____ Task input

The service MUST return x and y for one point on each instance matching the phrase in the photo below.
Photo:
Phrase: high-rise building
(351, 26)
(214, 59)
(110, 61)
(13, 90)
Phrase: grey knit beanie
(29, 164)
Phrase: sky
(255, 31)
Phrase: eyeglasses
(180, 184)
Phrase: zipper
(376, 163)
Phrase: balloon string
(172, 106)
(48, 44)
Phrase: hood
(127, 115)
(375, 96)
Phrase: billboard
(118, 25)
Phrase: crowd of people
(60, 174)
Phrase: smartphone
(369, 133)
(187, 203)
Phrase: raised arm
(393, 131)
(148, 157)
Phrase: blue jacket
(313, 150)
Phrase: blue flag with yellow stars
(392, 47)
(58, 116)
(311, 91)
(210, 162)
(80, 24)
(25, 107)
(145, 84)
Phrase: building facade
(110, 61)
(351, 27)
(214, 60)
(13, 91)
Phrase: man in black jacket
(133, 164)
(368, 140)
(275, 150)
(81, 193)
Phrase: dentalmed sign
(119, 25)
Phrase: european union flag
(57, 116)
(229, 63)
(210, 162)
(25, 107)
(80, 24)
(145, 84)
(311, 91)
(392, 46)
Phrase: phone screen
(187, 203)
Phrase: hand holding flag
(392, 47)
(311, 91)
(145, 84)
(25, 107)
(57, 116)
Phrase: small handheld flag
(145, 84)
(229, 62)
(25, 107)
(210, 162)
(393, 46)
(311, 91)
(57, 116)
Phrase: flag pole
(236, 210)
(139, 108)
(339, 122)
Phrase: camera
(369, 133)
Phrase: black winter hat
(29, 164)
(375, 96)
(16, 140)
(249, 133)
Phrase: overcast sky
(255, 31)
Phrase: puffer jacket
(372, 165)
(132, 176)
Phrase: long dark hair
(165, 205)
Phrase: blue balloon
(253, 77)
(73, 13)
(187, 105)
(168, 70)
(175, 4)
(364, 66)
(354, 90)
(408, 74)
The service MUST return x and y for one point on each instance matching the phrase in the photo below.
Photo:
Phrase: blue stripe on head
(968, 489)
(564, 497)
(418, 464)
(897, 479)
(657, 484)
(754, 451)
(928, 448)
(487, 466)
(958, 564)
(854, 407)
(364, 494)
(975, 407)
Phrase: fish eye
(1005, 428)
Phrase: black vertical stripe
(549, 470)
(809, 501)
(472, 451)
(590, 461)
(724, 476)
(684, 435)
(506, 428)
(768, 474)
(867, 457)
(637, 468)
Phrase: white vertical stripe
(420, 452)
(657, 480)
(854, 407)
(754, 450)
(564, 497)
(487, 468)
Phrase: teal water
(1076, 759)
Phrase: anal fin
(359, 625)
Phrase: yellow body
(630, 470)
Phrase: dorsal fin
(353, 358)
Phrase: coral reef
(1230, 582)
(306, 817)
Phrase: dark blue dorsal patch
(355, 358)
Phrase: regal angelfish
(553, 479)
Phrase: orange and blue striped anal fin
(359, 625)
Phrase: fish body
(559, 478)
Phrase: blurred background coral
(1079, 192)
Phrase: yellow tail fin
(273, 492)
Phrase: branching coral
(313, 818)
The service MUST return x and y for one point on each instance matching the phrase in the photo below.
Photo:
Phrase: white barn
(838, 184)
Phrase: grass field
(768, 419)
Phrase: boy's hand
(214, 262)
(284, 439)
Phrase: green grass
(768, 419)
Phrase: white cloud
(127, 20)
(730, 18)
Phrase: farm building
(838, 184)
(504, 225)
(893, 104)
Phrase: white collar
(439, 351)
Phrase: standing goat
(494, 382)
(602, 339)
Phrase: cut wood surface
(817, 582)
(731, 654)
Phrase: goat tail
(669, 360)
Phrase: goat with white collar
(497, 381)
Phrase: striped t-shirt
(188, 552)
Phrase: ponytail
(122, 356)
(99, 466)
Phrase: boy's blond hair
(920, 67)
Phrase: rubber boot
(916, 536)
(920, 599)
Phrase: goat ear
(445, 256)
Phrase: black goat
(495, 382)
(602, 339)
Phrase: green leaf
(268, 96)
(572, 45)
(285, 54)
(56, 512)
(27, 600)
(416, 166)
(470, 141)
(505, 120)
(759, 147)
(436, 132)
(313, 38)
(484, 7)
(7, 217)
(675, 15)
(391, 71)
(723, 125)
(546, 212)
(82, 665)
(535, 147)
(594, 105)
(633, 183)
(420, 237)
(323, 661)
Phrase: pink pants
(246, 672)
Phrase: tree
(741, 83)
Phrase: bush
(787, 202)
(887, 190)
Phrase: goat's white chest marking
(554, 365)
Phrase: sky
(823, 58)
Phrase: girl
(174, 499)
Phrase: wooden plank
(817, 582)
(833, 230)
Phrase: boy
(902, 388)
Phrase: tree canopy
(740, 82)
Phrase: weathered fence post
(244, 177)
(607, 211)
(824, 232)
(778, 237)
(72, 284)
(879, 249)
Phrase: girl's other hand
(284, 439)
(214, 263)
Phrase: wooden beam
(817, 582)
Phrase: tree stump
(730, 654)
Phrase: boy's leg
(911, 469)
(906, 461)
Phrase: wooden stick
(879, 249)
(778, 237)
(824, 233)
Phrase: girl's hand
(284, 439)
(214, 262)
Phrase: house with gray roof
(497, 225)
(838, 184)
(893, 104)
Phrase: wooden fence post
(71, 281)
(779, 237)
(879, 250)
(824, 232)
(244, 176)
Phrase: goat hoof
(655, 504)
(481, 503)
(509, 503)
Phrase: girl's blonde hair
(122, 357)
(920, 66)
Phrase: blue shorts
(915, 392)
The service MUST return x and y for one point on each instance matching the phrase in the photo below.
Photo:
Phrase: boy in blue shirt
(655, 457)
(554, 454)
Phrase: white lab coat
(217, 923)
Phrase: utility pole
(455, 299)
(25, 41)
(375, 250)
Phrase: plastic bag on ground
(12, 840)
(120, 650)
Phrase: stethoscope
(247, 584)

________

After reading the data, retype all of it exactly as it reads.

Solution.
The service MUST return x and y for one point on each instance matching the phrase in the photo below.
Photo:
Phrase: high-rise building
(351, 26)
(214, 59)
(110, 61)
(13, 90)
Phrase: grey knit beanie
(29, 164)
Phrase: sky
(255, 31)
Phrase: eyeglasses
(180, 184)
Phrase: zipper
(376, 163)
Phrase: balloon string
(172, 106)
(48, 44)
Phrase: hood
(127, 115)
(375, 96)
Phrase: billboard
(118, 25)
Phrase: crowd of people
(60, 174)
Phrase: smartphone
(369, 133)
(187, 203)
Phrase: raised arm
(393, 131)
(148, 157)
Phrase: blue jacket
(313, 150)
Phrase: blue flag with yellow stars
(392, 47)
(58, 116)
(311, 91)
(210, 162)
(80, 24)
(25, 107)
(145, 84)
Phrase: building facade
(110, 61)
(351, 27)
(214, 60)
(13, 91)
Phrase: man in black jacket
(133, 164)
(368, 140)
(275, 150)
(81, 193)
Phrase: dentalmed sign
(119, 25)
Phrase: european union flag
(57, 116)
(229, 63)
(210, 162)
(25, 107)
(80, 24)
(145, 84)
(311, 91)
(392, 46)
Phrase: phone screen
(187, 203)
Phrase: hand holding flag
(392, 47)
(311, 91)
(145, 84)
(25, 107)
(57, 116)
Phrase: small handheld flag
(145, 84)
(229, 62)
(25, 107)
(210, 162)
(393, 46)
(311, 91)
(57, 116)
Phrase: flag pole
(236, 210)
(139, 108)
(339, 122)
Phrase: camera
(369, 133)
Phrase: black winter hat
(29, 164)
(375, 96)
(16, 140)
(249, 133)
Phrase: overcast sky
(255, 31)
Phrase: puffer jacket
(372, 165)
(132, 176)
Phrase: long dark hair
(165, 205)
Phrase: blue balloon
(253, 77)
(73, 13)
(187, 105)
(168, 70)
(175, 4)
(364, 66)
(354, 90)
(408, 74)
The service MUST return x and y for one point on each instance matching the phrase in the photo below.
Photo:
Phrase: blue stripe on head
(968, 489)
(564, 497)
(418, 464)
(897, 479)
(657, 484)
(754, 451)
(928, 448)
(487, 466)
(958, 564)
(854, 407)
(364, 494)
(975, 407)
Phrase: fish eye
(1005, 428)
Phrase: black vertical stripe
(549, 470)
(809, 501)
(472, 451)
(590, 461)
(724, 476)
(684, 435)
(506, 428)
(768, 474)
(867, 457)
(637, 468)
Phrase: white vertical stripe
(420, 452)
(657, 480)
(854, 407)
(754, 450)
(564, 497)
(487, 468)
Phrase: teal water
(1076, 759)
Phrase: anal fin
(359, 625)
Phrase: yellow body
(630, 470)
Phrase: dorsal fin
(353, 358)
Phrase: coral reef
(1230, 582)
(306, 817)
Phrase: dark blue dorsal patch
(355, 358)
Phrase: regal angelfish
(553, 479)
Phrase: orange and blue striped anal fin
(359, 625)
Phrase: fish body
(559, 478)
Phrase: blurred background coral
(1079, 192)
Phrase: yellow tail fin
(273, 492)
Phrase: branching coral
(313, 818)
The service MUST return x and y for one point on each instance matching the phrase in the photo below.
Photo:
Phrase: white barn
(838, 184)
Phrase: grass field
(768, 419)
Phrase: boy's hand
(214, 262)
(284, 439)
Phrase: green grass
(768, 419)
Phrase: white cloud
(127, 20)
(730, 18)
Phrase: farm building
(838, 184)
(504, 225)
(893, 104)
Phrase: white collar
(439, 351)
Phrase: standing goat
(494, 382)
(602, 339)
Phrase: cut wood surface
(817, 582)
(731, 654)
Phrase: goat tail
(669, 360)
Phrase: goat with white collar
(497, 381)
Phrase: striped t-shirt
(188, 552)
Phrase: ponytail
(122, 356)
(99, 466)
Phrase: boy's blond hair
(920, 67)
Phrase: rubber boot
(916, 536)
(920, 599)
Phrase: goat ear
(445, 256)
Phrase: black goat
(495, 382)
(602, 339)
Phrase: green leaf
(268, 96)
(572, 45)
(285, 54)
(56, 512)
(27, 600)
(416, 166)
(470, 141)
(505, 120)
(759, 147)
(436, 132)
(313, 38)
(484, 7)
(7, 217)
(675, 15)
(391, 71)
(723, 125)
(546, 212)
(82, 665)
(535, 147)
(594, 105)
(633, 183)
(420, 237)
(323, 661)
Phrase: pink pants
(246, 672)
Phrase: tree
(741, 83)
Phrase: bush
(787, 202)
(887, 190)
Phrase: goat's white chest marking
(554, 365)
Phrase: sky
(823, 58)
Phrase: girl
(174, 499)
Phrase: wooden plank
(817, 582)
(833, 230)
Phrase: boy
(902, 388)
Phrase: tree canopy
(740, 82)
Phrase: weathered fence post
(244, 177)
(607, 211)
(824, 232)
(778, 237)
(72, 284)
(879, 249)
Phrase: girl's other hand
(284, 439)
(214, 263)
Phrase: wooden beam
(817, 582)
Phrase: tree stump
(730, 654)
Phrase: boy's leg
(911, 469)
(906, 461)
Phrase: wooden stick
(879, 249)
(778, 237)
(824, 233)
Phrase: girl's hand
(284, 439)
(214, 262)
Phrase: house with gray roof
(497, 225)
(838, 184)
(893, 104)
Phrase: wooden fence post
(71, 281)
(779, 237)
(879, 250)
(824, 232)
(244, 176)
Phrase: goat hoof
(655, 504)
(481, 503)
(509, 503)
Phrase: girl's blonde hair
(122, 357)
(920, 66)
Phrase: blue shorts
(915, 392)
The service MUST return x and y for one point on each instance matching the phrase in the photo below.
Photo:
Phrase: boy in blue shirt
(655, 457)
(554, 454)
Phrase: white lab coat
(217, 923)
Phrase: utility pole
(455, 299)
(25, 41)
(375, 250)
Phrase: plastic bag on ground
(12, 840)
(120, 650)
Phrase: stethoscope
(247, 584)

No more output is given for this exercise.